● **The request**: Reproduce the material below verbatim, from its first line through the line containing "x=169, y=124", both ends included, and omit any pictures from your copy.

───

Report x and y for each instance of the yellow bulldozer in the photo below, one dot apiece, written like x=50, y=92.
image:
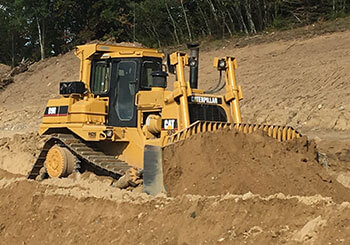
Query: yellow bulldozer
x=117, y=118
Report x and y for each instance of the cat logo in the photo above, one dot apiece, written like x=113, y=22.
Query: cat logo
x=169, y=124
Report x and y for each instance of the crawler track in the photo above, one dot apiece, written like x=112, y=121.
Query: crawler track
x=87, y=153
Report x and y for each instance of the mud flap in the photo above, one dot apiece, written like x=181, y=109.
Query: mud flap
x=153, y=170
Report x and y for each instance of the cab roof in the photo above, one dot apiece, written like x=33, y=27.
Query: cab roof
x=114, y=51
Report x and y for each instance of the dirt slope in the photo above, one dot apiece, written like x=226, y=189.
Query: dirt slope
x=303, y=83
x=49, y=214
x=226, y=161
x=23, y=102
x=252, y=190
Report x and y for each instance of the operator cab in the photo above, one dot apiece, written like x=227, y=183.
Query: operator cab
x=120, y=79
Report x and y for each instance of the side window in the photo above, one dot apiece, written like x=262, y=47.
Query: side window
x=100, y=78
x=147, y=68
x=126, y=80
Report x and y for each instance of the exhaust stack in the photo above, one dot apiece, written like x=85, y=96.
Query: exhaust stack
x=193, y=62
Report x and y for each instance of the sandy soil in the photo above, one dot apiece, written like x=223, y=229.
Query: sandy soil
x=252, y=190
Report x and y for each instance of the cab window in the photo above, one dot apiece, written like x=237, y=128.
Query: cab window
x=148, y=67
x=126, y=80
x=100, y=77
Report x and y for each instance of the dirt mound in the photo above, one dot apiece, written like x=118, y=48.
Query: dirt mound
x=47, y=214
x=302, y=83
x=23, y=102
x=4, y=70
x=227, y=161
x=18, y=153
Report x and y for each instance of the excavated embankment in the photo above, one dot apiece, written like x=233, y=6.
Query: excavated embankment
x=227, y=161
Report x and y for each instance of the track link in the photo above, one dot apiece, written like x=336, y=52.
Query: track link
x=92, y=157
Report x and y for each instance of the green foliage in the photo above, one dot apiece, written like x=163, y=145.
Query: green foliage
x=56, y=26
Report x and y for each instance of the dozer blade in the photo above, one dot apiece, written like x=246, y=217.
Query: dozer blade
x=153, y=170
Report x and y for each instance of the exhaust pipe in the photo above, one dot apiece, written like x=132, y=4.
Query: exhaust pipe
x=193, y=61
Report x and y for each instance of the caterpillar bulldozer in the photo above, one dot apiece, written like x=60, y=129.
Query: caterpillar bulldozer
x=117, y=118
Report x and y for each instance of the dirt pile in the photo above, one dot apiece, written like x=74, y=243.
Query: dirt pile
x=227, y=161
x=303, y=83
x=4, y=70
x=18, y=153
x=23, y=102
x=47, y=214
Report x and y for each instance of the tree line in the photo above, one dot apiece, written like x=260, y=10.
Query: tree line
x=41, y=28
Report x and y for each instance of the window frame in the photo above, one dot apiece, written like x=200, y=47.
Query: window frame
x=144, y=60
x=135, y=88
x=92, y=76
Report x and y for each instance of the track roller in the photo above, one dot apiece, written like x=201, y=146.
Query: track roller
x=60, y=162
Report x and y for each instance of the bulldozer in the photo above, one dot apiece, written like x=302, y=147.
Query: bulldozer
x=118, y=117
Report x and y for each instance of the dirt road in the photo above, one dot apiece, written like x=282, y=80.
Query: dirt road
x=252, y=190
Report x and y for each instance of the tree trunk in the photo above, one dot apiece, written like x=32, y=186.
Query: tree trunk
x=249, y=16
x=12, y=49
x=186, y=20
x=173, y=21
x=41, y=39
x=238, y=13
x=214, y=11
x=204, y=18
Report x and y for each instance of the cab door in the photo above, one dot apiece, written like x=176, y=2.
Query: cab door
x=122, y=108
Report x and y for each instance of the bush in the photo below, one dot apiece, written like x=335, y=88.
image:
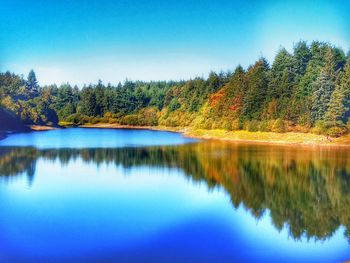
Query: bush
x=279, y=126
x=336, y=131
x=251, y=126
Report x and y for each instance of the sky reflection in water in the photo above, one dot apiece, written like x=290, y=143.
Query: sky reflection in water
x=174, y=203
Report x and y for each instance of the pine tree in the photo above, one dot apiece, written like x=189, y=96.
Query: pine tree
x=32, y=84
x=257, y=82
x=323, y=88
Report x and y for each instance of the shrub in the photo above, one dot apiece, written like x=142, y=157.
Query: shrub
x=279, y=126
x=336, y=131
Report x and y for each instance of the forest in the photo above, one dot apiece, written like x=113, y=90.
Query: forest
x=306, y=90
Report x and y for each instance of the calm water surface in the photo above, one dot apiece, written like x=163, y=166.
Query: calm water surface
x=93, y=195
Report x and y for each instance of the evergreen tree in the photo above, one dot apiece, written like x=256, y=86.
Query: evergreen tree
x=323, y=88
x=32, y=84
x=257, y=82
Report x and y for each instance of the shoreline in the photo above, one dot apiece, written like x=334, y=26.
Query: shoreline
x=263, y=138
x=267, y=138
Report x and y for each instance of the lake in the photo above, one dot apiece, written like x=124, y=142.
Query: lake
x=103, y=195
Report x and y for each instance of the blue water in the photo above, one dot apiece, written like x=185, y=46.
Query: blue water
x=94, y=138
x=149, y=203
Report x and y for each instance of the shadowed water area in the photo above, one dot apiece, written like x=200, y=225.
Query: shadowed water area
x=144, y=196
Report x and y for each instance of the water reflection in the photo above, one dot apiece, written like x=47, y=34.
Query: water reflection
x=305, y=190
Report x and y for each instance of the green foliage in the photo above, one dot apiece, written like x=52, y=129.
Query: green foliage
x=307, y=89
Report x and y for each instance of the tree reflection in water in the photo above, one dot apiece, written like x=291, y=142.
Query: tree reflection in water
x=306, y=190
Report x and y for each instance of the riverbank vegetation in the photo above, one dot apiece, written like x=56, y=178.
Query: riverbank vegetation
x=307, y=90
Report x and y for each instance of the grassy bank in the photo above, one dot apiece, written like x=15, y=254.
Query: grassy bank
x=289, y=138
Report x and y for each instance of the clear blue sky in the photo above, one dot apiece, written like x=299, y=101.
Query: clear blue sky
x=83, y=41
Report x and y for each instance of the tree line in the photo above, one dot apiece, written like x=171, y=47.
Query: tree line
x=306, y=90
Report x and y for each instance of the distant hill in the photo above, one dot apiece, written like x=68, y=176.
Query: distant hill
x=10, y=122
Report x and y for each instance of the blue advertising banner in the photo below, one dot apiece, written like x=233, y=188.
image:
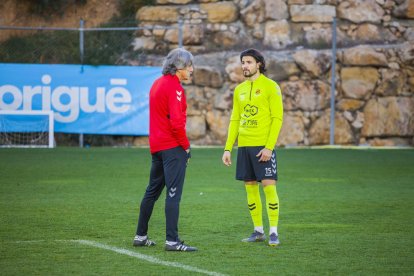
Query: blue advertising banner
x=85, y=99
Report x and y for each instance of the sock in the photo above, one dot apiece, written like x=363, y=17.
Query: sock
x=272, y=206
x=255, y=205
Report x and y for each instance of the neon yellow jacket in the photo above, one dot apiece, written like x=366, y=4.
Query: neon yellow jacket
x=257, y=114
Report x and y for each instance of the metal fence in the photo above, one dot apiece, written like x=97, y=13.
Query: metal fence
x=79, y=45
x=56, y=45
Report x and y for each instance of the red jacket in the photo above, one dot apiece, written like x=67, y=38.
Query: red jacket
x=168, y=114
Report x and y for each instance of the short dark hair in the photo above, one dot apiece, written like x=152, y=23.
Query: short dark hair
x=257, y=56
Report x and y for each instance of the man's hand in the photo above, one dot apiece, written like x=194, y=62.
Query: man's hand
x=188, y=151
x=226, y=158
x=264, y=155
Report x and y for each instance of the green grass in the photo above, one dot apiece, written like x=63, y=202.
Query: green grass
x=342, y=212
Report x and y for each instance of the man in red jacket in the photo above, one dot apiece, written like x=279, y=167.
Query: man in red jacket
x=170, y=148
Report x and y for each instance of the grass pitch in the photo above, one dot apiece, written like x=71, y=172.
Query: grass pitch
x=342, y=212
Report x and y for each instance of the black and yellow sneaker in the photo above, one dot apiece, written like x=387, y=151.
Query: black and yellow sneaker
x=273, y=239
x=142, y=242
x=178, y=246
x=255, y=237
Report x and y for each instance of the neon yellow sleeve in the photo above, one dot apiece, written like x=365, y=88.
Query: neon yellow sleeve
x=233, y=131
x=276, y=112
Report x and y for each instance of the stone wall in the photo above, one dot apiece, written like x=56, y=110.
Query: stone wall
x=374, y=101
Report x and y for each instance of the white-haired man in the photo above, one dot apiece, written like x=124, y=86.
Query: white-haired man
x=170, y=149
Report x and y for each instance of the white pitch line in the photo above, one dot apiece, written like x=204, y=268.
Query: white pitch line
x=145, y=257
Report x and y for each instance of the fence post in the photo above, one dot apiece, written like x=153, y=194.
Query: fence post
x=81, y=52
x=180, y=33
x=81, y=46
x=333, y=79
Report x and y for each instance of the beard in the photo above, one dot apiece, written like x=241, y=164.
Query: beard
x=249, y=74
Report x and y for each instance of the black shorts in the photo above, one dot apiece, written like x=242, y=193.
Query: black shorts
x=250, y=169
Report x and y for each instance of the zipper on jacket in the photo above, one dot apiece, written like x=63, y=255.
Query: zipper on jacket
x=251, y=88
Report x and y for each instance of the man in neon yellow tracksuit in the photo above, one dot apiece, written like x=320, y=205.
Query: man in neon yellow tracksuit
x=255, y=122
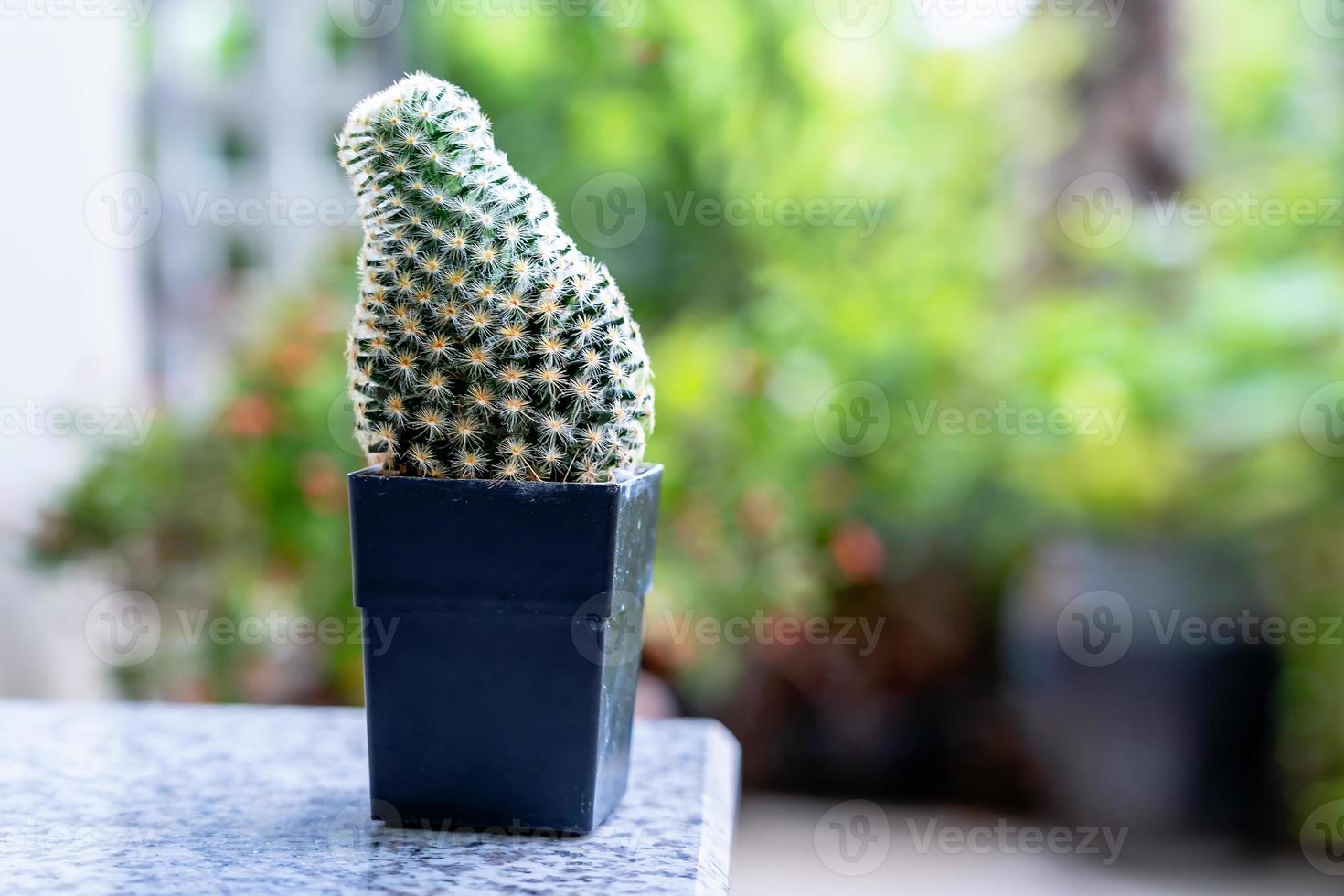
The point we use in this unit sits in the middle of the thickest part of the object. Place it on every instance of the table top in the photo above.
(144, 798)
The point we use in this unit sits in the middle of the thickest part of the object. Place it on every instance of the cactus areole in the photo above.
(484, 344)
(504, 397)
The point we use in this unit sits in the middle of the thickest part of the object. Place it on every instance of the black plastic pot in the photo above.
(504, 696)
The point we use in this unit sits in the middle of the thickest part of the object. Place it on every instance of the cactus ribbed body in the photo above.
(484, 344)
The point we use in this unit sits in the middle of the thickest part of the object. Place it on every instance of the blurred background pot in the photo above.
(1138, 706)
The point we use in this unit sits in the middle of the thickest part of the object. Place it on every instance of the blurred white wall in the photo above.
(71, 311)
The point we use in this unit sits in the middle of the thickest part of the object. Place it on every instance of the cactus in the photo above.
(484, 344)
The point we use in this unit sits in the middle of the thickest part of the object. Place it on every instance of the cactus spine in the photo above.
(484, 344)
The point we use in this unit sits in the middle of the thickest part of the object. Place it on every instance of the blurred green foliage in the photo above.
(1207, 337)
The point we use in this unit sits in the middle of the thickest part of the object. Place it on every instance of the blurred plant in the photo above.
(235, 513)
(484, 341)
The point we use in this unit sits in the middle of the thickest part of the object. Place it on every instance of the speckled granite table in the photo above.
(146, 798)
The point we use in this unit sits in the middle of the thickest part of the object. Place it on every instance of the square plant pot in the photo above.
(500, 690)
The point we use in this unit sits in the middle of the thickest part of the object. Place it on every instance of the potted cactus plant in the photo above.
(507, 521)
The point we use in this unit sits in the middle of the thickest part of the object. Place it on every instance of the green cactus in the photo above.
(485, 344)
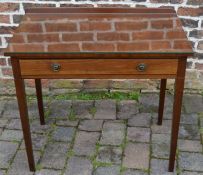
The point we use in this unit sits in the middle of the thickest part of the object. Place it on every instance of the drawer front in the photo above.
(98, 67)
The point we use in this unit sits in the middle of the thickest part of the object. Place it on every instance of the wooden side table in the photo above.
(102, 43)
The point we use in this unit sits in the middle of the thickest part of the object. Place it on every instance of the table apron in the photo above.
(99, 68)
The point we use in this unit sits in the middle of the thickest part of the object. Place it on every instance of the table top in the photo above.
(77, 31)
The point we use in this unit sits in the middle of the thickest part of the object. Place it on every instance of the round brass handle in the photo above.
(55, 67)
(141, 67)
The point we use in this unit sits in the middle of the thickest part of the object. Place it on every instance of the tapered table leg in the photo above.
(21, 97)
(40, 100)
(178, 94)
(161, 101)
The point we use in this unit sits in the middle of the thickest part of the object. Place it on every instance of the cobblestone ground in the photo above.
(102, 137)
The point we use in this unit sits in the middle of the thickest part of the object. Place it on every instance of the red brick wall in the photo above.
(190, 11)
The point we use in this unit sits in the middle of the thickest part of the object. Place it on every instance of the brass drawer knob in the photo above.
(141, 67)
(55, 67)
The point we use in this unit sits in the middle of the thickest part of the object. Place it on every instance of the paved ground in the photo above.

───

● **Task result**:
Report x and y for each instance of the yellow bulldozer in the photo below, one dot apiece, written like x=50, y=92.
image:
Query: yellow bulldozer
x=117, y=118
Report x and y for each instance of the cat logo in the photo above, one dot apiece, written like x=113, y=22.
Query: cat logo
x=169, y=124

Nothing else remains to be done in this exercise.